::: STORED ROWS :::
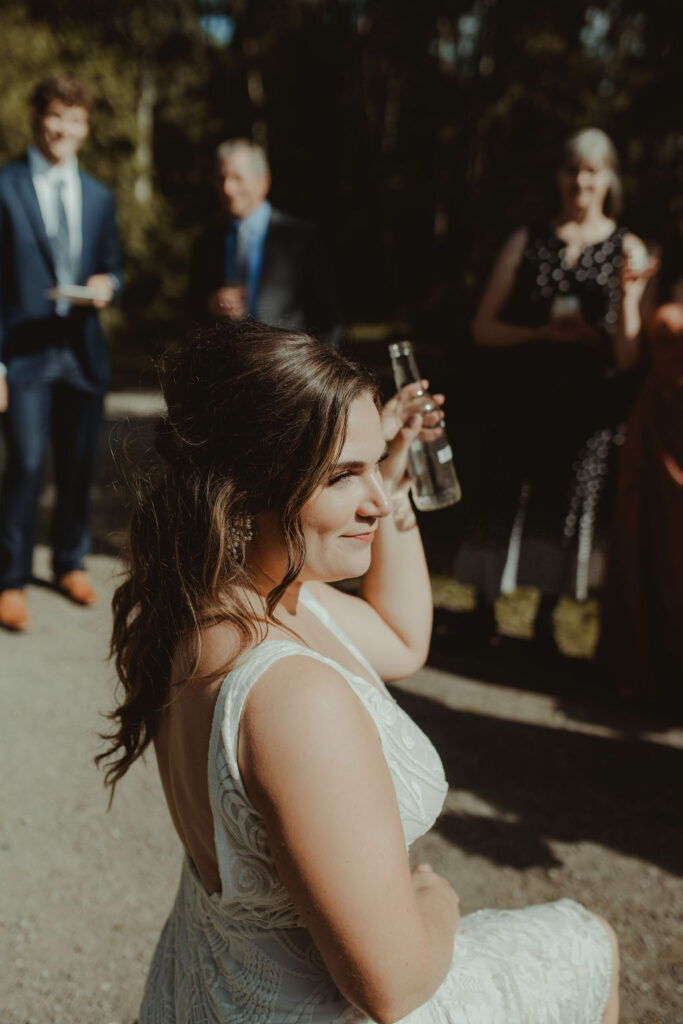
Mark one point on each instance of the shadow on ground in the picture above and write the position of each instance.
(553, 784)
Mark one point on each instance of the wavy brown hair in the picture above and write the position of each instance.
(256, 418)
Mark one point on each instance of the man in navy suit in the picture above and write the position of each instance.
(258, 261)
(57, 229)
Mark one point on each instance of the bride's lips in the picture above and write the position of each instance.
(365, 538)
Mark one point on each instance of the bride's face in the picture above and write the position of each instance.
(340, 520)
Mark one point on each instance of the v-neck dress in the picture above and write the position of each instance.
(244, 955)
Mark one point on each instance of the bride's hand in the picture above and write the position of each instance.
(409, 400)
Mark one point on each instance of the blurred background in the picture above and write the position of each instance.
(416, 135)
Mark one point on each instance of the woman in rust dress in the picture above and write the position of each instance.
(642, 606)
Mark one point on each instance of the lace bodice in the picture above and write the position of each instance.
(252, 893)
(244, 955)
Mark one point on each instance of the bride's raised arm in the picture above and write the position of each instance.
(390, 619)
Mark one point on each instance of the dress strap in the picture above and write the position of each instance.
(318, 609)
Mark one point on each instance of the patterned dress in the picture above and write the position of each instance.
(244, 955)
(552, 439)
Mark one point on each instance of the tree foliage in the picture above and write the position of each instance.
(416, 134)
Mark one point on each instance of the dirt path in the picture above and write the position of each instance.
(548, 798)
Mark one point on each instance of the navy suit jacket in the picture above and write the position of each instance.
(29, 325)
(295, 286)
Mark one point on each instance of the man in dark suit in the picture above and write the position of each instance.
(57, 229)
(258, 261)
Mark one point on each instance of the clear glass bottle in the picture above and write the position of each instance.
(430, 463)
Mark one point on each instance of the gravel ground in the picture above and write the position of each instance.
(552, 793)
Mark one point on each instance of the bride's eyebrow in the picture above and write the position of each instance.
(358, 463)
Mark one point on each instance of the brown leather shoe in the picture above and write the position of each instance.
(12, 610)
(77, 586)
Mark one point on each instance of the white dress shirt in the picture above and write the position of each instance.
(45, 177)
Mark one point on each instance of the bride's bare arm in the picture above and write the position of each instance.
(313, 766)
(390, 619)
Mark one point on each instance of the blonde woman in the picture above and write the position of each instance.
(561, 318)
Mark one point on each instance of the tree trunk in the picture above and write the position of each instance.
(145, 125)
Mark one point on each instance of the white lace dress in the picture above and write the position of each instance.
(244, 955)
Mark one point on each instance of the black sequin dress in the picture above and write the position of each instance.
(553, 430)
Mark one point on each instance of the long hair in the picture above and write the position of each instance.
(256, 418)
(594, 144)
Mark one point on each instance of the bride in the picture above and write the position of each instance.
(294, 780)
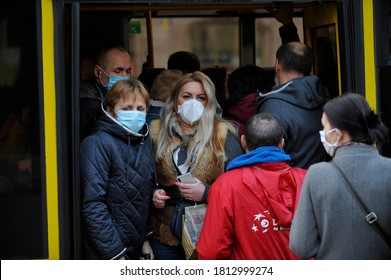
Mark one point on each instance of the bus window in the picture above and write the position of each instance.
(23, 233)
(325, 62)
(267, 39)
(214, 40)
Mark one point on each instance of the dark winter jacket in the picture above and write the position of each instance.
(91, 96)
(241, 112)
(298, 104)
(117, 176)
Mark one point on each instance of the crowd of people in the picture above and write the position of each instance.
(260, 149)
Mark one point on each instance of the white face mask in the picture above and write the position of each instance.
(191, 111)
(330, 148)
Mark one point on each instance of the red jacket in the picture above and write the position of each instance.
(250, 210)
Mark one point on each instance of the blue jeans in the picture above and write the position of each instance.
(165, 252)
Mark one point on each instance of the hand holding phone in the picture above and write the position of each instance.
(186, 178)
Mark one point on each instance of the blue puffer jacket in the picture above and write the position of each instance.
(117, 176)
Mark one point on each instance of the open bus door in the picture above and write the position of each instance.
(321, 34)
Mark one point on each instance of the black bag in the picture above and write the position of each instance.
(176, 224)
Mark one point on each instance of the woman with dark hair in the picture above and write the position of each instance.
(243, 85)
(329, 223)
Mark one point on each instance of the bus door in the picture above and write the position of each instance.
(321, 34)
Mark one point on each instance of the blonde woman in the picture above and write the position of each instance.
(190, 137)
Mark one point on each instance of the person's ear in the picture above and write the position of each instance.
(277, 65)
(282, 143)
(97, 71)
(243, 142)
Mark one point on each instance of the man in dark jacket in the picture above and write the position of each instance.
(297, 101)
(111, 64)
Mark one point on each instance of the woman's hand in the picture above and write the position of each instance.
(159, 198)
(147, 251)
(193, 192)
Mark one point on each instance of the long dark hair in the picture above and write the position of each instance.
(351, 112)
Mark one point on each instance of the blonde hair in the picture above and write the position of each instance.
(204, 136)
(164, 83)
(123, 88)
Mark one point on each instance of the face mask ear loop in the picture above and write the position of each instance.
(100, 79)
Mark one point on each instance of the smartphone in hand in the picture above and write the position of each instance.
(186, 178)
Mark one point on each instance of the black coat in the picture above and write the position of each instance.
(298, 104)
(117, 177)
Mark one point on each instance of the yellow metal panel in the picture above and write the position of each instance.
(323, 15)
(50, 128)
(369, 53)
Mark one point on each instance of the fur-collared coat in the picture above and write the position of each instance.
(207, 170)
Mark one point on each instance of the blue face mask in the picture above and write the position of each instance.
(132, 119)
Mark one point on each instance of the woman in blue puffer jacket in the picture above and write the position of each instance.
(117, 176)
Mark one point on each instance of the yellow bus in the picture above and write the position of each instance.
(46, 44)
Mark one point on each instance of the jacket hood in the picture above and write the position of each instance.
(273, 190)
(259, 155)
(91, 89)
(243, 110)
(305, 92)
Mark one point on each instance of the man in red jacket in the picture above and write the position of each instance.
(251, 206)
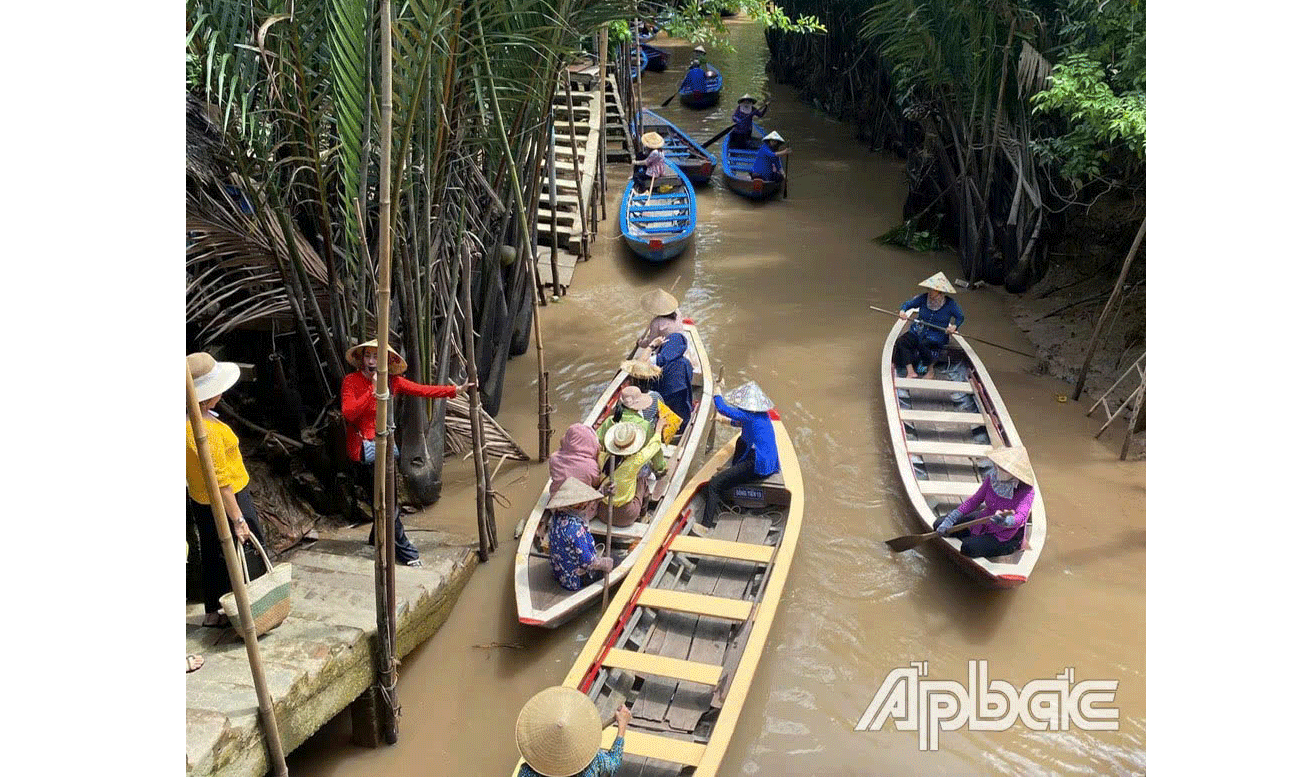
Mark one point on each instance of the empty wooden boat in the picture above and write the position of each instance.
(681, 640)
(658, 224)
(540, 601)
(940, 429)
(680, 148)
(654, 58)
(707, 96)
(737, 170)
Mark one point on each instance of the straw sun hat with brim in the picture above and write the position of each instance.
(1014, 461)
(211, 377)
(395, 365)
(626, 438)
(749, 396)
(939, 282)
(574, 492)
(558, 731)
(658, 302)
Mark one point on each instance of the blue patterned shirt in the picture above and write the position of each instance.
(604, 764)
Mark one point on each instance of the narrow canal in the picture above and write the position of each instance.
(780, 292)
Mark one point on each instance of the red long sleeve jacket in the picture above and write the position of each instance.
(360, 407)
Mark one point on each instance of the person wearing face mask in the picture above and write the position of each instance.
(938, 316)
(1008, 495)
(746, 113)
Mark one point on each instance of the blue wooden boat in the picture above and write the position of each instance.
(737, 170)
(680, 148)
(657, 58)
(658, 225)
(706, 97)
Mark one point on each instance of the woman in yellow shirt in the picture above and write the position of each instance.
(210, 380)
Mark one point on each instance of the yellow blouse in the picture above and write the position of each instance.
(224, 453)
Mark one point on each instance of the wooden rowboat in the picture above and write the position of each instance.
(540, 601)
(705, 97)
(658, 225)
(737, 170)
(680, 148)
(680, 642)
(940, 430)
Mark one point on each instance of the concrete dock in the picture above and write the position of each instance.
(321, 658)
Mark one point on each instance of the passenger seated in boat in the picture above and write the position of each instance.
(576, 457)
(571, 552)
(1008, 495)
(558, 732)
(653, 166)
(938, 316)
(640, 456)
(676, 374)
(768, 161)
(756, 455)
(746, 113)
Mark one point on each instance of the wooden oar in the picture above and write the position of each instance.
(958, 332)
(909, 541)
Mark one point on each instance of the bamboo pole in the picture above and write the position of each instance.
(264, 701)
(385, 529)
(575, 166)
(1106, 311)
(484, 503)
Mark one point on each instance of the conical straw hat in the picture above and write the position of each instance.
(624, 438)
(211, 377)
(658, 302)
(1014, 461)
(395, 364)
(558, 731)
(640, 369)
(574, 492)
(749, 396)
(939, 282)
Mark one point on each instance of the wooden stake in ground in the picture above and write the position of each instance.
(484, 500)
(264, 702)
(382, 514)
(1106, 311)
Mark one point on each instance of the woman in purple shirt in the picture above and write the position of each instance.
(1006, 494)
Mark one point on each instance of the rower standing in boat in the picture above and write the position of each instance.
(938, 316)
(768, 161)
(756, 455)
(573, 554)
(742, 118)
(558, 732)
(653, 166)
(1009, 492)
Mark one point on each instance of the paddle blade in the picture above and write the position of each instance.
(909, 541)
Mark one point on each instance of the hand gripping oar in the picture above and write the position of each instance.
(958, 332)
(909, 541)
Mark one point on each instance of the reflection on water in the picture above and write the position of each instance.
(780, 292)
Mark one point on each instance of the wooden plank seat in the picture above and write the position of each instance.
(696, 604)
(929, 385)
(644, 745)
(936, 448)
(973, 418)
(662, 666)
(692, 545)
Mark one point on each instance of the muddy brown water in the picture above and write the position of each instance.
(780, 292)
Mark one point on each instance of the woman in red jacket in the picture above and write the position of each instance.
(360, 405)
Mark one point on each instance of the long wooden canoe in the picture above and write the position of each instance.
(540, 601)
(737, 170)
(681, 640)
(657, 224)
(940, 429)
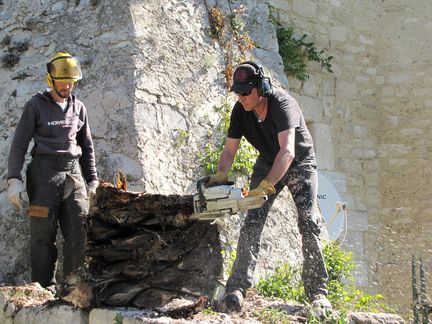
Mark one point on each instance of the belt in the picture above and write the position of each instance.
(58, 162)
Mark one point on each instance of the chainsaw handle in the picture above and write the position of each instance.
(202, 183)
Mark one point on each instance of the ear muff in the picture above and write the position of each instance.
(264, 83)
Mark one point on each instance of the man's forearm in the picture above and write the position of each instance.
(280, 166)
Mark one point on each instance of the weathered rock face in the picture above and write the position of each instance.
(151, 75)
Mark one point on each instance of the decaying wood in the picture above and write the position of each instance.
(143, 250)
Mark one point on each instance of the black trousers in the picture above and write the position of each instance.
(302, 181)
(57, 196)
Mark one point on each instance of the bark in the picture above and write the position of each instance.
(143, 250)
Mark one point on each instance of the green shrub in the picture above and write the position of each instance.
(285, 283)
(209, 159)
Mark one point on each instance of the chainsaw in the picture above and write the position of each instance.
(221, 200)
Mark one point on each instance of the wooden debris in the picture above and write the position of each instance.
(143, 250)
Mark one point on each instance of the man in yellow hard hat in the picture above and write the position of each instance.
(62, 165)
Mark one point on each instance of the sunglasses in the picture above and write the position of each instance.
(243, 94)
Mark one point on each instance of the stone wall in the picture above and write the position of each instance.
(372, 128)
(151, 75)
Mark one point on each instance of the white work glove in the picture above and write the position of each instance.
(15, 188)
(92, 186)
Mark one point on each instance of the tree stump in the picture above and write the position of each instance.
(143, 250)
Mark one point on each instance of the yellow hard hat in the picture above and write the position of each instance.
(63, 67)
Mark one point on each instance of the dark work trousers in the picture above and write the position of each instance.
(302, 181)
(57, 196)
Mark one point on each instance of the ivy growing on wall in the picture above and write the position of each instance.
(297, 51)
(228, 29)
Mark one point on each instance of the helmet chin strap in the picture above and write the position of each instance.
(58, 93)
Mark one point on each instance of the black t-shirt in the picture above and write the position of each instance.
(283, 113)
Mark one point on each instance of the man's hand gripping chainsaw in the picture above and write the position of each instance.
(222, 200)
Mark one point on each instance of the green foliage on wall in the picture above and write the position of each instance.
(296, 52)
(342, 292)
(209, 159)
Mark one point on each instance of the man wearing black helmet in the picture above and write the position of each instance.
(273, 123)
(63, 162)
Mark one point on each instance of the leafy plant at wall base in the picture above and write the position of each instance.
(229, 260)
(297, 52)
(342, 293)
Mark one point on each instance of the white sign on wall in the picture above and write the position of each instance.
(332, 207)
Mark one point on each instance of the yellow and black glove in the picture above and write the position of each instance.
(264, 188)
(216, 179)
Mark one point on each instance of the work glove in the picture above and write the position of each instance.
(92, 186)
(264, 188)
(15, 188)
(216, 179)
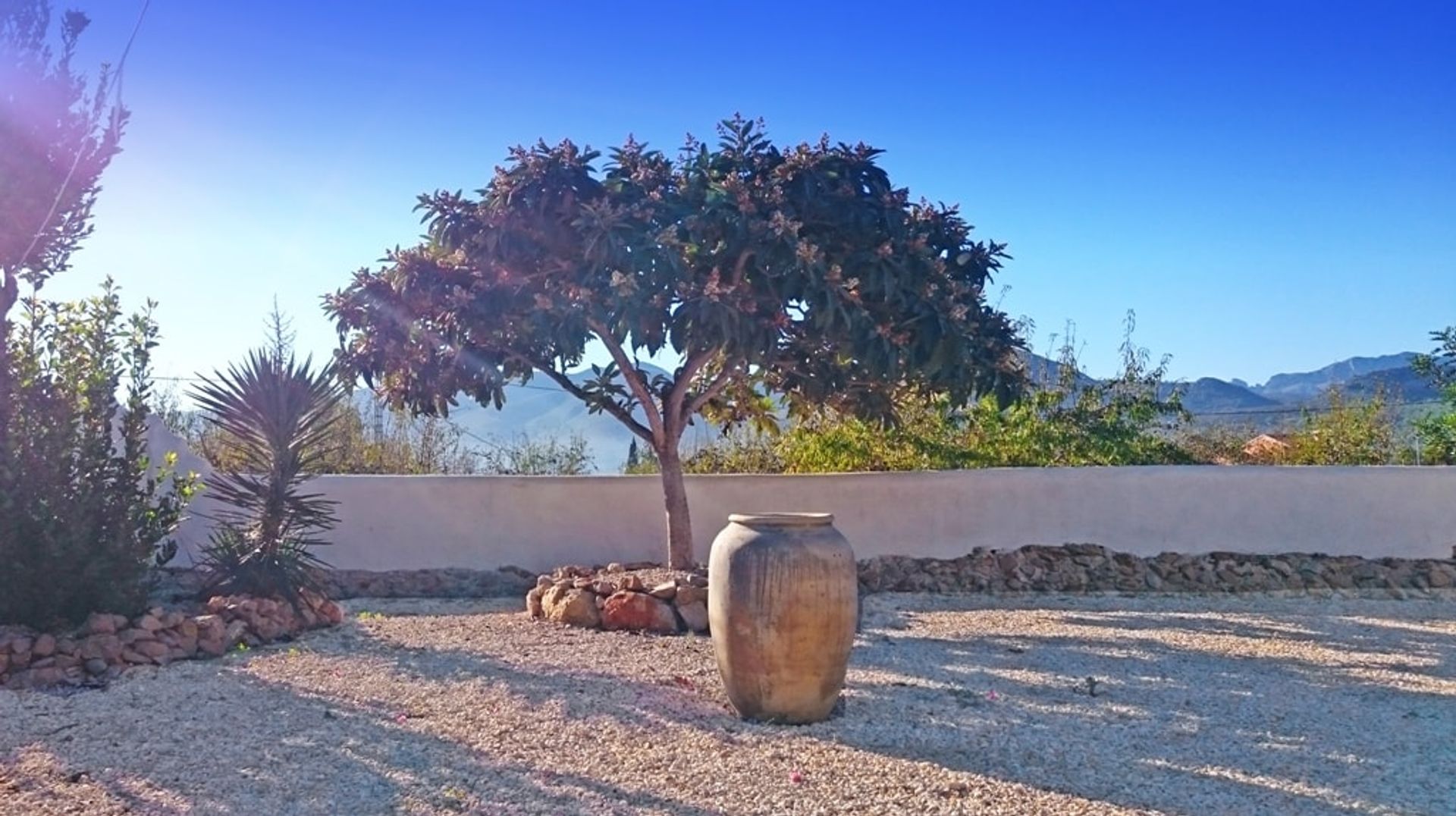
:::
_WORK REQUIRED_
Show each line of the listing above that contains the word "navy".

_TASK OUTPUT_
Mark one point on each instance of the man in navy suit in the picture above and write the position of each instance.
Mark one point on each instance of the navy suit jacket in the picture above and write the position of each instance.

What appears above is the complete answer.